**THE PROBLEM:** Scan the data below. Pull out each line where "Give" occurs.

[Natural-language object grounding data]
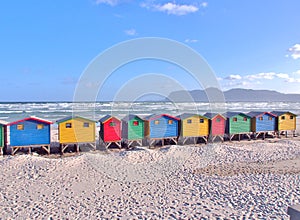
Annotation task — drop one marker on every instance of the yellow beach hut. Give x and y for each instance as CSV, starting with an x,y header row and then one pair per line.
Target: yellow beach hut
x,y
285,122
76,131
193,126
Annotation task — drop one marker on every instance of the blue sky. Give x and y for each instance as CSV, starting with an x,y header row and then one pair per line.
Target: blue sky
x,y
46,45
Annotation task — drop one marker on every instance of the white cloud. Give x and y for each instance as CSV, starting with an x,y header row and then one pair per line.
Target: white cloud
x,y
283,75
269,75
130,32
204,4
172,8
108,2
297,72
233,77
293,80
295,51
190,41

**SOLUTION BELOW:**
Annotation task — drop one marker on every instance of the yellow beach hut. Give x and y for each instance as CSV, starting with an x,y header row and then one pair per line.
Annotation task — drop one marker on every instance of the blue sky. Give x and y for each instance as CSV, starting with an x,y header row and then one pair per line.
Annotation task — drop one marker on every instance of the white cloud. Give x and y for each instance as CSV, starting with an x,y header row and then one pair per line.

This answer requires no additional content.